**TASK STATEMENT:** Rewrite the data from its first line through the line holding "column 29, row 196", inclusive, renaming "Target" to "Subject" and keeping everything else the same.

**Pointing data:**
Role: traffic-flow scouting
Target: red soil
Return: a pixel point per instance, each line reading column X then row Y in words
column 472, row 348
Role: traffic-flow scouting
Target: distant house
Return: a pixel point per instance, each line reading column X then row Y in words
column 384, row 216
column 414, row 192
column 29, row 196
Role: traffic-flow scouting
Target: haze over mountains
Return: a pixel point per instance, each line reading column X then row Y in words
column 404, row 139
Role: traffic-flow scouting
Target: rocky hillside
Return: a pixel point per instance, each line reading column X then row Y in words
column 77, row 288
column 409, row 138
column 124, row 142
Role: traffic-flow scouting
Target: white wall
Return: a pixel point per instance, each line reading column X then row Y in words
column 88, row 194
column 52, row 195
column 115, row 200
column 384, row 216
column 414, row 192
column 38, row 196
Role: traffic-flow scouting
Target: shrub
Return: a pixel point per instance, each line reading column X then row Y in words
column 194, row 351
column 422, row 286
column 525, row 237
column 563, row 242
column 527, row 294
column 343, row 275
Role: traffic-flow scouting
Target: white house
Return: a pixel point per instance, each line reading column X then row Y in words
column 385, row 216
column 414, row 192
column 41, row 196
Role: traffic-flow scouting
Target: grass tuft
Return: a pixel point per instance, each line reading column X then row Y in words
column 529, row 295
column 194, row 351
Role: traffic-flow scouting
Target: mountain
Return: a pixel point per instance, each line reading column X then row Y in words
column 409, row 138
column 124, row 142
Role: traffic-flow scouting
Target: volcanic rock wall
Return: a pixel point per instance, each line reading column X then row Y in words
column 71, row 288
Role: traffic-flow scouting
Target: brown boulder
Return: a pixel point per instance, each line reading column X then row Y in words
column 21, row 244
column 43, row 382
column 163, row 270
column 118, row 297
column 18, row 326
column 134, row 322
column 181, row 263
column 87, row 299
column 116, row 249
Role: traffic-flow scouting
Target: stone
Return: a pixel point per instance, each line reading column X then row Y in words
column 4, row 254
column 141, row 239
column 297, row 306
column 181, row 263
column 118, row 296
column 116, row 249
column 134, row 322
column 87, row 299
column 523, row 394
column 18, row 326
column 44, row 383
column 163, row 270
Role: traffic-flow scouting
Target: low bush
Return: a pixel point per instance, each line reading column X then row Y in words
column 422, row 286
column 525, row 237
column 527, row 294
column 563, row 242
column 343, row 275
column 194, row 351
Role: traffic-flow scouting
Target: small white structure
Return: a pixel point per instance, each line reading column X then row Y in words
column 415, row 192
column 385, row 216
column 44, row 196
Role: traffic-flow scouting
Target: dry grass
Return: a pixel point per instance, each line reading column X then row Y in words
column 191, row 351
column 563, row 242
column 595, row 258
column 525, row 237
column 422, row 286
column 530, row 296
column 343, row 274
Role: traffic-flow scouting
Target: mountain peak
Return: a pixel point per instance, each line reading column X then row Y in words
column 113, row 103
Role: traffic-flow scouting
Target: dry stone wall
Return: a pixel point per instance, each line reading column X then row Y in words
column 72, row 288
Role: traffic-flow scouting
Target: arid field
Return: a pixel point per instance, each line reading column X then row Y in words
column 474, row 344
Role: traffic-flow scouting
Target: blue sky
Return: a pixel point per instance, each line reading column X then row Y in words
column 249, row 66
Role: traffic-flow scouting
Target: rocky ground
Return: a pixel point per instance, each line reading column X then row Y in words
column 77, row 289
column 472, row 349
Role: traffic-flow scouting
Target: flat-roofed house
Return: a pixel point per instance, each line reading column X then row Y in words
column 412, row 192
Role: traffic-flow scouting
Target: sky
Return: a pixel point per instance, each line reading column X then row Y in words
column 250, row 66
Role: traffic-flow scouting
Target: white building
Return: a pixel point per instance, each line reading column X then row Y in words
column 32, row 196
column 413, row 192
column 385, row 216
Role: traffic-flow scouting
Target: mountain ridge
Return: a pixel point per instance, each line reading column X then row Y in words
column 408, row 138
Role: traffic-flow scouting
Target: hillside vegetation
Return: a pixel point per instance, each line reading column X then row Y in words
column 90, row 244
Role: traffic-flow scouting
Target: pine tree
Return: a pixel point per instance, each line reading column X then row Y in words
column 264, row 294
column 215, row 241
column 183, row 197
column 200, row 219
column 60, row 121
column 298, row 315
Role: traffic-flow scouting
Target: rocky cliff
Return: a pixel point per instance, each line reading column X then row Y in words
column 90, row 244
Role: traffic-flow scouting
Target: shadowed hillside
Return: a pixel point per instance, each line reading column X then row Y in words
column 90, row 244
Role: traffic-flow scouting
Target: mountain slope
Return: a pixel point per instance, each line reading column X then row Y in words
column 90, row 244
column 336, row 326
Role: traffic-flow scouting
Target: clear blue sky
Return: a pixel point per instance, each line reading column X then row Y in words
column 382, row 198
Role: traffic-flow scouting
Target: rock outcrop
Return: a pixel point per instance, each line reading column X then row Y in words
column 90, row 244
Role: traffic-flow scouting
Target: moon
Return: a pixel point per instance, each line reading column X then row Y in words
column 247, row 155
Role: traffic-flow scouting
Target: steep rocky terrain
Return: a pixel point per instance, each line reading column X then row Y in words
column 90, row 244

**RESPONSE TO THE TASK:**
Role: traffic-flow scouting
Subject: red soil
Return: a pixel point per instance, each line reading column X then row Y in words
column 472, row 348
Role: traffic-flow scouting
Subject: distant house
Return: a pixel point per instance, each line reading column X then row Y in words
column 384, row 216
column 414, row 192
column 29, row 196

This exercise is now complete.